(Estratto della fonte)
________________________
“Nell’afa”, chiude con Curzi la rassegna Le Marche in Biblioteca

Si è concluso con Pierfrancesco Curzi il ciclo di incontri letterari Le Marche in Biblioteca 2017. La letteratura ci guida sempre verso gli angoli nascosti della realtà e lo fa ogni volta attraverso lo sguardo che ciascun autore prepara per noi, pronti a seguirlo. “Nell’afa”, Vydia editore, il libro di Curzi, è un giallo e come ogni vero giallo è capace di mostrarci che la lettera rubata si trova davvero sotto i nostri occhi ma noi chissà da che parte guardavamo. Il contesto scelto per lo sviluppo degli eventi è quello di Ancona, nel contrasto dei suoi quartieri “più in alto” o “più in basso”, e poi le redazioni dei giornali, le caserme della polizia, ma anche le strade, e poi i sapori, i colori.

La serata con Curzi si è aperta e poi è stata accompagnata, come è nostra consuetudine, dagli interventi musicali della Scuola Musicale Pergolesi: questa volta era con noi il maestro Claudio Durpetti alla chitarra; l’intervento musicale è stato seguito ogni volta dalla lettura di un brano del libro, a cura del gruppo Arci Voce. Si sono succedute durante la serata Laura Santoni, Rosella Canari e  Luigina Tantucci.

Scegliere quali brani di un giallo leggere potrebbe non essere facile, per non svelare anzitempo quei particolare che toglierebbero al lettore la sorpresa di scoprirli da solo. E quindi ci siamo limitati a scegliere tra le prime trenta pagine, quelle in cui forse c’è “meno azione” e più sguardo del contesto, di quella scena o di quei personaggi o situazioni che più di altre introducono a questa Ancona al tempo stesso così peculiare, con la sua personalità, e insieme così universale, come tante altre possibili città di mare del mediterraneo, come lo stesso Curzi ha ricordato.
________________________
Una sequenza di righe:
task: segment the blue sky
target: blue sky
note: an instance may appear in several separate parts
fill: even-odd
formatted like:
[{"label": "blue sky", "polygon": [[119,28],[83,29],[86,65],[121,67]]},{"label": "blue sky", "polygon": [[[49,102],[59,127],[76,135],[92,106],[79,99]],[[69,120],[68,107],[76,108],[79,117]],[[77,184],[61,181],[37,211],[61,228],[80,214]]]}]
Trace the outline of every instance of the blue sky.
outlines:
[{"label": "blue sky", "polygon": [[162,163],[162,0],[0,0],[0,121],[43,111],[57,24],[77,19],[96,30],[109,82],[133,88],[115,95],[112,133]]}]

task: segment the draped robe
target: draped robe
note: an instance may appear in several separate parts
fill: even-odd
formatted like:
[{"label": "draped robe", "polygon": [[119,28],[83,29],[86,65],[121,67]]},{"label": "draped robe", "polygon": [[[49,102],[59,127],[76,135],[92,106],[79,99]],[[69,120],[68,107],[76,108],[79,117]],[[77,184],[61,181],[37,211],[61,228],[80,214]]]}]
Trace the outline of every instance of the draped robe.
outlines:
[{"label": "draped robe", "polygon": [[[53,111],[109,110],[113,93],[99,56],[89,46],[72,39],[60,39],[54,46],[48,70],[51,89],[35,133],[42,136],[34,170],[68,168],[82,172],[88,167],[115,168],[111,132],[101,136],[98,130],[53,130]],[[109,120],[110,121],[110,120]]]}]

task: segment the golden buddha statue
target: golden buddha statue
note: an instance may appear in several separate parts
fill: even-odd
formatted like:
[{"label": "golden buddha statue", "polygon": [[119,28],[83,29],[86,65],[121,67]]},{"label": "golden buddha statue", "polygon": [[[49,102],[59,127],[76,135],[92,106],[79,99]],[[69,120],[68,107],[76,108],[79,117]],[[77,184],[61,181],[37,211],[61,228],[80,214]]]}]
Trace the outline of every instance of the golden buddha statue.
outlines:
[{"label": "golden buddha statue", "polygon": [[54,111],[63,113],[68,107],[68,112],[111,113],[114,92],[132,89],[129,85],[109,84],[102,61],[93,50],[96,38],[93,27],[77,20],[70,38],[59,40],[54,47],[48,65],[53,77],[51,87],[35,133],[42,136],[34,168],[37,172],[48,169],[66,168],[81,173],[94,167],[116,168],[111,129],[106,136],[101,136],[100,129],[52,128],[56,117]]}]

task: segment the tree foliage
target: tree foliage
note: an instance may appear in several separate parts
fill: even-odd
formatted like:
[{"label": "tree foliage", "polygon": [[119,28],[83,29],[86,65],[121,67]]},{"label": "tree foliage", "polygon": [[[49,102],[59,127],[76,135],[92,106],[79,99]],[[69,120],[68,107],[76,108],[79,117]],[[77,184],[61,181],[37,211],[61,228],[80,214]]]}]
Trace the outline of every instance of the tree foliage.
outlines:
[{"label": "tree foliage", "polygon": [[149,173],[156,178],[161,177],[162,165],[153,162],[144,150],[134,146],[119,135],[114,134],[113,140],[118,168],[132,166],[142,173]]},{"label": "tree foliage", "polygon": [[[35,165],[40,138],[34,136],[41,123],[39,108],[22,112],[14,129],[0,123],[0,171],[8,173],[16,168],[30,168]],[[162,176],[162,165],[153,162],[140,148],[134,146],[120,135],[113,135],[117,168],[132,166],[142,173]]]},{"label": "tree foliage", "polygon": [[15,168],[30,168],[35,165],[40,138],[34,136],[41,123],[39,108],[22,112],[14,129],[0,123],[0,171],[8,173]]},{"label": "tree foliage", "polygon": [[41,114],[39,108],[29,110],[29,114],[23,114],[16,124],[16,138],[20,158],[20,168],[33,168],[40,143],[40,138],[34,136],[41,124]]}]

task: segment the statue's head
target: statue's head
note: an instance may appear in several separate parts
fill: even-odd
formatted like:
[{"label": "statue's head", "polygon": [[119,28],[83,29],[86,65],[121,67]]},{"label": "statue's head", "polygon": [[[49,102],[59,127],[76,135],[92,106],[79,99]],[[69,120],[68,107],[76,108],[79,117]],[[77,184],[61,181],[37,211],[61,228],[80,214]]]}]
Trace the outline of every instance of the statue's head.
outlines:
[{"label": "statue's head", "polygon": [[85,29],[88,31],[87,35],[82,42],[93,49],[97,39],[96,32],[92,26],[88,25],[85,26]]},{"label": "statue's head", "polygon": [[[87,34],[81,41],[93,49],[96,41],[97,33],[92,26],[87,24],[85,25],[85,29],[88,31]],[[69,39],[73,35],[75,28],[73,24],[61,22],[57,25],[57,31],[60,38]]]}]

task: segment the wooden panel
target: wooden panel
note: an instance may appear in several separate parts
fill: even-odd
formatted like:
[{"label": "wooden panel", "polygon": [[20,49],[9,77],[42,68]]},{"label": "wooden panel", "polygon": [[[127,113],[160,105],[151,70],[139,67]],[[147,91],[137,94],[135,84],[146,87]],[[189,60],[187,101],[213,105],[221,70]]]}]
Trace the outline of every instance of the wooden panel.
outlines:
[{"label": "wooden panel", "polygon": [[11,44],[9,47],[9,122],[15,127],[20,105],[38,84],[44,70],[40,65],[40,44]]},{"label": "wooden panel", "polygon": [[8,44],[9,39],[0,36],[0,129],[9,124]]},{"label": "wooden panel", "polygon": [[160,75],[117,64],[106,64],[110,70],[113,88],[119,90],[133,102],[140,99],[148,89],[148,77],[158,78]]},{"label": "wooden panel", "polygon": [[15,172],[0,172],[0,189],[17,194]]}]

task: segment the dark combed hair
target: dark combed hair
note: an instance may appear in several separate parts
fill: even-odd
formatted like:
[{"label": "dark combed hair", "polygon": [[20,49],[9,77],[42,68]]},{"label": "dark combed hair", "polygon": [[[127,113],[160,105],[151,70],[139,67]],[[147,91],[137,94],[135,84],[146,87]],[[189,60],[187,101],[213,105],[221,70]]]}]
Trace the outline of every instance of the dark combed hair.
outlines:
________________________
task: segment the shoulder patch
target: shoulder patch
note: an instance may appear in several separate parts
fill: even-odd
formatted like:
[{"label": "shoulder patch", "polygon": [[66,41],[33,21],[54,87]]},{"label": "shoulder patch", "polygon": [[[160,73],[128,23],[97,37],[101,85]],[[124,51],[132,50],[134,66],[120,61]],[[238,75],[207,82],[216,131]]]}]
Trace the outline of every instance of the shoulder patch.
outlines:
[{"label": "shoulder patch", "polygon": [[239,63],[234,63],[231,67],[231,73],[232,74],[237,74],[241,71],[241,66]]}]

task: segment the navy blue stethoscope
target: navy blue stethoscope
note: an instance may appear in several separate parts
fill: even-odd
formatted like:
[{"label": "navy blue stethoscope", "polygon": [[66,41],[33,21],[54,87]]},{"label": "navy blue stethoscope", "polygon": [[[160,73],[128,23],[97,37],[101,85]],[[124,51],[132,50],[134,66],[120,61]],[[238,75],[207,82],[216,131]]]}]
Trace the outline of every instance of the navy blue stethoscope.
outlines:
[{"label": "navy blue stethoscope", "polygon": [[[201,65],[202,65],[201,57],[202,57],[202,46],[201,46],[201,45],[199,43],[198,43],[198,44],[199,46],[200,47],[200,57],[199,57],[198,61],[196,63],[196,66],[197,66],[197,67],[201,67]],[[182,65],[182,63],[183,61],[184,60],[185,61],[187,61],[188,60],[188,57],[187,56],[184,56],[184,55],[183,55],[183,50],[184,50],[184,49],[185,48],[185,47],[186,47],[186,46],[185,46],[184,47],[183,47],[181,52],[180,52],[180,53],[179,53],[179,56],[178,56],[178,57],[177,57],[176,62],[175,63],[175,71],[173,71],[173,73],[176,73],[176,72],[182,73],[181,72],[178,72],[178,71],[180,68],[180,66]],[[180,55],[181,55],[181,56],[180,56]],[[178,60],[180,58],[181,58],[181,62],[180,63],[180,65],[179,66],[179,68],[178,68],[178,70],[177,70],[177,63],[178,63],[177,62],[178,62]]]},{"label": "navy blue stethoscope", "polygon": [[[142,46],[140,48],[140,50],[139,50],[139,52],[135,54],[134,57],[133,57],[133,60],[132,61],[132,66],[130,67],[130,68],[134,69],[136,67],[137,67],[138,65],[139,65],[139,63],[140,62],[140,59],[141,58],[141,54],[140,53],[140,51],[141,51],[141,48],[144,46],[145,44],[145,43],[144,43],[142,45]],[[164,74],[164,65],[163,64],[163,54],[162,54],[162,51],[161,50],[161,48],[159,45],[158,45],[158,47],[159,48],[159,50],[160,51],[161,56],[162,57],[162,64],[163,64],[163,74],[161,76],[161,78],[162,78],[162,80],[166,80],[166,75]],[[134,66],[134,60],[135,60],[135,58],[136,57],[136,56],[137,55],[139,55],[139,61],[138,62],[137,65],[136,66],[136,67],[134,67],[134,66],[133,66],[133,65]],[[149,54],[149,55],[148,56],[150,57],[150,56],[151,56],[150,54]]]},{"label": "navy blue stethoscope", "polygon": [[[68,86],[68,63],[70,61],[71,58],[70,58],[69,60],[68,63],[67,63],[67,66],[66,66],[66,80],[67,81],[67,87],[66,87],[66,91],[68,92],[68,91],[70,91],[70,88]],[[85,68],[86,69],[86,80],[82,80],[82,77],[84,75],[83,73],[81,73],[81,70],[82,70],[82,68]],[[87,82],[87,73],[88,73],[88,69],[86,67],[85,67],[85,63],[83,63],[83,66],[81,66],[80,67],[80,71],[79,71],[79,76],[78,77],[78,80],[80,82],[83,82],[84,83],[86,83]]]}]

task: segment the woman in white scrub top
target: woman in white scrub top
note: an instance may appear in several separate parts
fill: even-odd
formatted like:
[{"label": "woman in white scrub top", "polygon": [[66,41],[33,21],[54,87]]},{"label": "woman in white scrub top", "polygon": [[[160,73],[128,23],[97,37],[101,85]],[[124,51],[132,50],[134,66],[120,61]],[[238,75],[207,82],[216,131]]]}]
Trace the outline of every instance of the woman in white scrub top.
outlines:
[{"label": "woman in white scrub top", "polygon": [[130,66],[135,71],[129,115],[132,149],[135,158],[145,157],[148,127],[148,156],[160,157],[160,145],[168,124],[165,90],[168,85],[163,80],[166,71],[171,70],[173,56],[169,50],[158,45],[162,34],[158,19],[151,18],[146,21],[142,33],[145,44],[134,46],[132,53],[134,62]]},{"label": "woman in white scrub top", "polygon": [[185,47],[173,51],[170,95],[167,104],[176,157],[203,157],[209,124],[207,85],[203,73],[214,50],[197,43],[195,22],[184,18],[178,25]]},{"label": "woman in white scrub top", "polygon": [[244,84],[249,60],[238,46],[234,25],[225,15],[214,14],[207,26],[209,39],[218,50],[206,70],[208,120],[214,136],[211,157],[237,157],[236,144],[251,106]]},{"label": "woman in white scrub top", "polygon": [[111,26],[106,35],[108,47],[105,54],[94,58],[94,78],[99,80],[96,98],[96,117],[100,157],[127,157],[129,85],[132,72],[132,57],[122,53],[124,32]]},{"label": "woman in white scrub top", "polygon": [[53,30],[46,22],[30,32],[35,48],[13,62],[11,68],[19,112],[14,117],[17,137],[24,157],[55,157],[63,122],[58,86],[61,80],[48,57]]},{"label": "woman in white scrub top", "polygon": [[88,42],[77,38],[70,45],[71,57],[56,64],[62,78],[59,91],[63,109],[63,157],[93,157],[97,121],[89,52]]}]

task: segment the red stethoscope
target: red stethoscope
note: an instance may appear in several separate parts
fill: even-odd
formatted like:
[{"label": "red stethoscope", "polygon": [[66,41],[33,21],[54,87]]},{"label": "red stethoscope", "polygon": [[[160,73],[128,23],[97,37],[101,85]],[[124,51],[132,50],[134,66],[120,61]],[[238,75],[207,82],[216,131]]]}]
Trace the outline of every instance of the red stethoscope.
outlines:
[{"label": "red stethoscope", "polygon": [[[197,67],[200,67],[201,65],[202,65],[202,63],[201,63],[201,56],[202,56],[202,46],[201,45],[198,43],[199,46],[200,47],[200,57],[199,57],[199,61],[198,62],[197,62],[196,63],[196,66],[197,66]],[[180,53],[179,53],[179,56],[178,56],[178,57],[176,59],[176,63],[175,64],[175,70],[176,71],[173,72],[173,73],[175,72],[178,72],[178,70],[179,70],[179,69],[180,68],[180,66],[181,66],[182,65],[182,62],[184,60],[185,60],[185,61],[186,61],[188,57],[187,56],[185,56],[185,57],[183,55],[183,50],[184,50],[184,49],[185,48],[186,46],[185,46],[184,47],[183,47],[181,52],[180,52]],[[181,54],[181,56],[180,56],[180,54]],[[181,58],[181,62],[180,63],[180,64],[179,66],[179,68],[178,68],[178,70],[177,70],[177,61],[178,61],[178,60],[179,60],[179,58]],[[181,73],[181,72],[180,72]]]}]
________________________
(Consegne)
1/ Nel testo sulla rassegna Le Marche in Biblioteca, trasformi in un elenco puntato il paragrafo che inizia con «La serata con Curzi si è aperta», conservandone i fatti principali.
2/ Secondo il testo sulla rassegna Le Marche in Biblioteca, per quale motivo i brani letti durante la serata sono stati scelti soltanto tra le prime trenta pagine del libro?

(Risultati dell'esercizio)
1/
- La serata si è aperta ed è stata accompagnata, come di consueto, dagli interventi musicali della Scuola Musicale Pergolesi.
- Alla chitarra c'era il maestro Claudio Durpetti.
- Ogni intervento musicale è stato seguito dalla lettura di un brano del libro, a cura del gruppo Arci Voce.
- Le letture sono state affidate, in successione, a Laura Santoni, Rosella Canari e Luigina Tantucci.

2/ In un giallo occorre evitare di svelare anzitempo particolari che toglierebbero al lettore la sorpresa di scoprirli da solo. Per questo ci si è limitati alle prime trenta pagine, dove c'è forse meno azione e più sguardo sul contesto, sui personaggi e sulle situazioni che introducono all'Ancona del romanzo.